**Teks Bacaan:**
Kamis, 7 Oktober 2010, 00:03 WIB
Renne R.A Kawilarang, Denny Armandhanu, Mohamad Teguh 
(Biro Pers Istana Presiden/Abror Rizki)
Keputusan itu cukup melegakan. Sebab gugatan itulah yang menjadi sebab musabab Presiden SBY secara mengejutkan dan mendadak membatalkan kunjungan ke negeri itu, Selasa 5 Oktober 2010. Padahal sebagian rombongan sudah masuk ke dalam pesawat.
Lalu apakah masalah sudah beres dan Presiden SBY segera berkunjung ke negeri itu? Belum tentu. Sebab dua persoalan lain masih menganjal. Apa itu? Ya, lagi-lagi masih seputar gugatan para petinggi RMS yang sudah bertahun lampau menetap di Belanda itu.
Dalam gugatan ke pengadilan petinggi RMS memang mengajukan tiga tuntutan. Pertama soal penangkapan Presiden SBY itu. Mereka menuntut agar penangkapan di lakukan Rabu, 6 Oktober 2010, saat presiden melakukan kunjungan kenegeraan itu. Untuk sementara tuntutan pertama ini kandas. Petinggi RMS mengajukan banding.
Tuntutan kedua adalah makam Chris Soumokil dan ketiga adalah soal hak menentukan nasib sendiri.
Menteri Koordinator Bidang Politik, Hukum dan Keamanan, Djoko Suyanto menegaskan bahwa dalam gugatannya itu RMS juga menuntut agar Pemerintah Belanda meminta penjelasan kepada Indonesia tentang makam Chris Soumokil, pemimpin pertama RMS, yang selama dekade 1950-an melancarkan gerakan separatisme bersenjata di Maluku.

**Daftar Materi:**
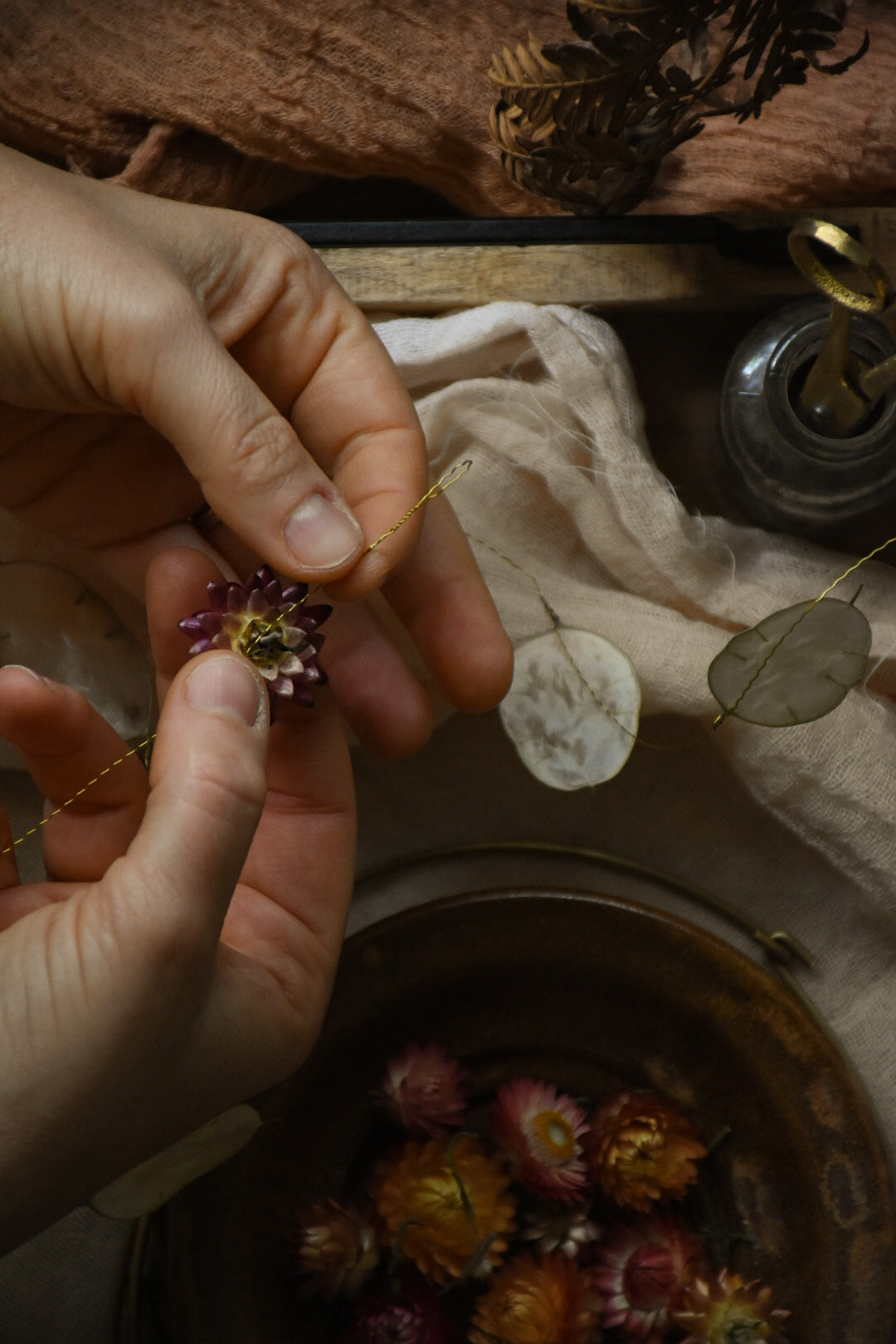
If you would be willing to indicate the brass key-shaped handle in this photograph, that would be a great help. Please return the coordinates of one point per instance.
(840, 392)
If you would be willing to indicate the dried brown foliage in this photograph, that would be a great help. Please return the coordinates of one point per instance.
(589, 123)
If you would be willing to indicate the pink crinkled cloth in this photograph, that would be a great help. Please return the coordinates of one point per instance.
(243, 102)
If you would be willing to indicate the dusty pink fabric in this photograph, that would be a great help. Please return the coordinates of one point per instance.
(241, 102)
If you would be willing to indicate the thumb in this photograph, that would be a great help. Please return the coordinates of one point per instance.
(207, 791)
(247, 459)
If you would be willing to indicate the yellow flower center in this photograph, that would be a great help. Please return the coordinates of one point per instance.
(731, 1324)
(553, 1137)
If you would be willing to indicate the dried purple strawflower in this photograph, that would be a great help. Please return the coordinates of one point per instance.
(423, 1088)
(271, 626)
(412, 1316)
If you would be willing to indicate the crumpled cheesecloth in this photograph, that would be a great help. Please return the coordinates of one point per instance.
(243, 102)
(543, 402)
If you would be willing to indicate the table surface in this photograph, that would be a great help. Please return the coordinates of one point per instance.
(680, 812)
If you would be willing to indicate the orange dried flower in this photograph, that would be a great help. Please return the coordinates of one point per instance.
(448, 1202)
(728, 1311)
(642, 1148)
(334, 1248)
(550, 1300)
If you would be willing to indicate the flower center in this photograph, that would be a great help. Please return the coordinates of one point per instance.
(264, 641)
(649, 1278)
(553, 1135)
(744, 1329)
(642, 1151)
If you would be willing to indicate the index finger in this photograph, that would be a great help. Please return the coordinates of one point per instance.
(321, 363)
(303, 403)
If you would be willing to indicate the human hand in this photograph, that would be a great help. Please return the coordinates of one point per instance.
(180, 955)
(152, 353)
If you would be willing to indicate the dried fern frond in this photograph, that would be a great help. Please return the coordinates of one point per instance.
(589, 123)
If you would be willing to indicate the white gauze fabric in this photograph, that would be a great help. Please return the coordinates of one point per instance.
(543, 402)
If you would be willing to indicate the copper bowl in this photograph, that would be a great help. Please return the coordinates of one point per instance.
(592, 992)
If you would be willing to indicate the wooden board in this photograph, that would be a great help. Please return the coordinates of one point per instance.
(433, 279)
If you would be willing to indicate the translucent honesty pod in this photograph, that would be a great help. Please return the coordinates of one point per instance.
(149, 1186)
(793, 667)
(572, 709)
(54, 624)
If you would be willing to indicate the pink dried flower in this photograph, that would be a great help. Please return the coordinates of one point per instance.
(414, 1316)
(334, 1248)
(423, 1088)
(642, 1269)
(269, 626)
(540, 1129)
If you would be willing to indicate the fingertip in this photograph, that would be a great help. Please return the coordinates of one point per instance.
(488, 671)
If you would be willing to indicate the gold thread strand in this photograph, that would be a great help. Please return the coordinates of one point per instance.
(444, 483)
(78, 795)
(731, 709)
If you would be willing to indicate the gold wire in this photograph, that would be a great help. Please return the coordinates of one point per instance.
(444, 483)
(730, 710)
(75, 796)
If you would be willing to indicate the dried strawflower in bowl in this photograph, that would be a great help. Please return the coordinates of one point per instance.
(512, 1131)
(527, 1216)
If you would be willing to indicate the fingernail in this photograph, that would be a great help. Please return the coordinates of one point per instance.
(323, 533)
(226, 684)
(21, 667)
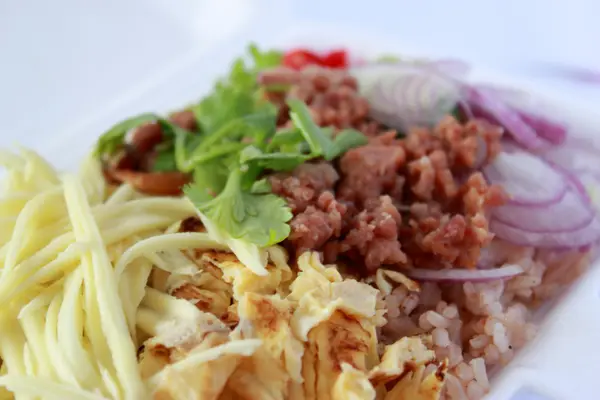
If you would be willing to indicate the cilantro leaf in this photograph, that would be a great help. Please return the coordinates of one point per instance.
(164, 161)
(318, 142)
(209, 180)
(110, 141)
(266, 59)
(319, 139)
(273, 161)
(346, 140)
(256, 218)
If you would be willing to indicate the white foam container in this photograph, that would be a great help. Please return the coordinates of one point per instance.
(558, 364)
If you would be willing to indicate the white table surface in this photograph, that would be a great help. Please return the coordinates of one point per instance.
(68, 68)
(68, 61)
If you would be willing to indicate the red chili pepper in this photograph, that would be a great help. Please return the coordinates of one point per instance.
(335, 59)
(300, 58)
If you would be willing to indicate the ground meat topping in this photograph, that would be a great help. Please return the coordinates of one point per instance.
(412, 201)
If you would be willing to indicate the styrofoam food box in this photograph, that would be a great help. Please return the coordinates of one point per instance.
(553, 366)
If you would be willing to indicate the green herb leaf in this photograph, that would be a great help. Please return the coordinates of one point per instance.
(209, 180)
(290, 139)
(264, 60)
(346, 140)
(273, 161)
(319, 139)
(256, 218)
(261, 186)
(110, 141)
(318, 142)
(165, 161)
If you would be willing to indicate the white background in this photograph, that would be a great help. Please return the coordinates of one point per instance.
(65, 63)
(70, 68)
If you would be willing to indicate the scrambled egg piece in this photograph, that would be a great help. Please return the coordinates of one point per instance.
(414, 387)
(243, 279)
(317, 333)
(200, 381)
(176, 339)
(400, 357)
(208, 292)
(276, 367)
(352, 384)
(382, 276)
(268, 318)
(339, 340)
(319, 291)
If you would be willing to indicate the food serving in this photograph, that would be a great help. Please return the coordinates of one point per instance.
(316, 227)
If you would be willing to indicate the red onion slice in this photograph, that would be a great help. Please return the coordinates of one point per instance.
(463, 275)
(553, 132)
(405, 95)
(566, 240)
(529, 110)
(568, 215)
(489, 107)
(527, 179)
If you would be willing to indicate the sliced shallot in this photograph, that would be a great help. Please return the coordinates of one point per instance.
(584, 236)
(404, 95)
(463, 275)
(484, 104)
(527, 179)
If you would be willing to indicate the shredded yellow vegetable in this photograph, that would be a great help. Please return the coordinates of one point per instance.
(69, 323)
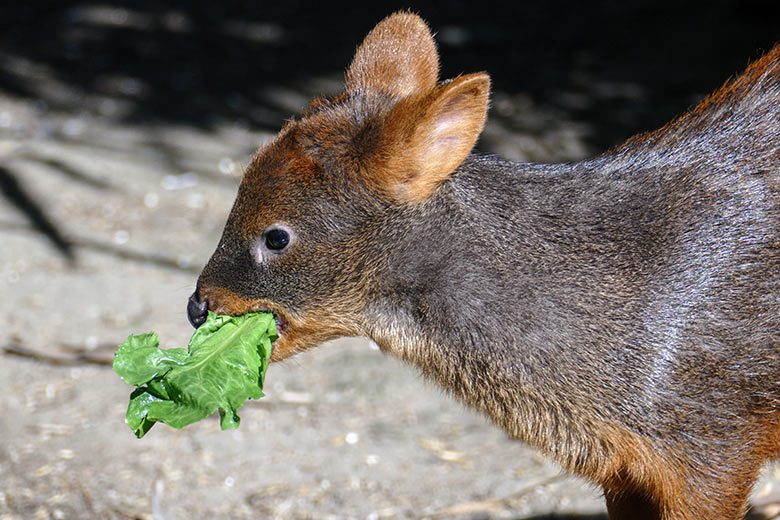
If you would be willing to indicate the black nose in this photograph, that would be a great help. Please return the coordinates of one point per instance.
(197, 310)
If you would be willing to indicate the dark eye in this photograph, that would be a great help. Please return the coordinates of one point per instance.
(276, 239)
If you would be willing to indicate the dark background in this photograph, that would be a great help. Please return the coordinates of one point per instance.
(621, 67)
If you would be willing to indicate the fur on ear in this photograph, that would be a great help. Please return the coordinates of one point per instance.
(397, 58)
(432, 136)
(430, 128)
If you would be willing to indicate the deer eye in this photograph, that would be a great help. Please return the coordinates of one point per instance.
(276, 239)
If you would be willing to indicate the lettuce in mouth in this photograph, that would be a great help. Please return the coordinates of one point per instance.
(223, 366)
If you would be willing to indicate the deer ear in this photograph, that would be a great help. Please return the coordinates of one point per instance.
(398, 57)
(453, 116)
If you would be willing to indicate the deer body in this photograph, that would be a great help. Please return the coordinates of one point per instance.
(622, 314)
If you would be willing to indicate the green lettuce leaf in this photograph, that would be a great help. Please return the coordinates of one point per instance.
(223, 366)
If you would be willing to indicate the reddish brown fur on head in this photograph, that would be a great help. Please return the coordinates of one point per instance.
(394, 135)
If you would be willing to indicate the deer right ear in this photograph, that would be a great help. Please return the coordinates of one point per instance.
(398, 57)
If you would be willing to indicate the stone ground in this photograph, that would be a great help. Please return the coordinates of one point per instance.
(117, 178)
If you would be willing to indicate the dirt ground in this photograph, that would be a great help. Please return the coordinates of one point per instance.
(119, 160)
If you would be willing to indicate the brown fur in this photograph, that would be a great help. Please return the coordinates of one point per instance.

**Soal Latihan:**
Teruskan teks bacaan tentang gugatan petinggi RMS terhadap Presiden SBY, mulai sesudah kalimat terakhirnya.

**Jawaban Latihan:**
"Selain itu ada tuntutan agar pemerintah Belanda meminta pemerintah RI dialog dengan RMS tentang Self Determination [penentuan nasib sendiri] di Maluku," jelas Djoko dalam keterangan kepada VIVAnews, Rabu 6 Oktober 2010.
Soal makam Soumokil itu ramai diperbincangkan di kalangan orang Maluku di Belanda belakangan ini. Janda Soumokil, Josina, hadir dalam sidang kilat pengadilan di Den Haag Selasa kemarin. Kepada pers yang meliput sidang itu dia menegaskan bahwa pemerintah Belanda harus menanyakan kepada Presiden Yudhoyono dimana kuburan suaminya, yang dihukum mati pada 1965.
"Itu bukan hanya hak saya dan anak saya, tetapi juga bangsa Maluku untuk mengetahuinya," kata Josina Soumokil seperti yang dikutip Radio Nederland siaran Indonesia.
Selain soal mengugat ke pengadilan, para pendukung RMS di Belanda juga akan turun ke jalan. Rencananya, Kamis 7 Oktober 2010 mereka akan berunjuk rasa di pusat kota Amsterdam.
Djoko menegaskan, Presiden menghendaki semua proses yang berlangsung di sidang pengadilan itu harus jelas dan tuntas, baru membicarakan soal kunjungan kenegaraan,
Permintaan Yudhoyono itu dapat dipahami apalagi setelah muncul kabar bahwa pengacara yang mewakili RMS, Egbert Tahitu, tetap ngotot dengan tuntutan penangkapan itu. Mereka mengajukan banding atas putusan sidang yang menolak tuntutan pertama, yaitu mencabut hak imunitas presiden sehingga bisa ditangkap untuk dihadirkan dalam pengadilan pelanggaran HAM.
Itulah sebabnya, menurut juru bicara kepresidenan, Julian Pasha, dibutuhkan waktu setidaknya hingga pekan depan untuk menunggu tuntasnya sidang pengadilan dalam memutuskan semua tuntutan RMS sebelum mejadwal ulang kunjungan Yudhoyono ke Belanda.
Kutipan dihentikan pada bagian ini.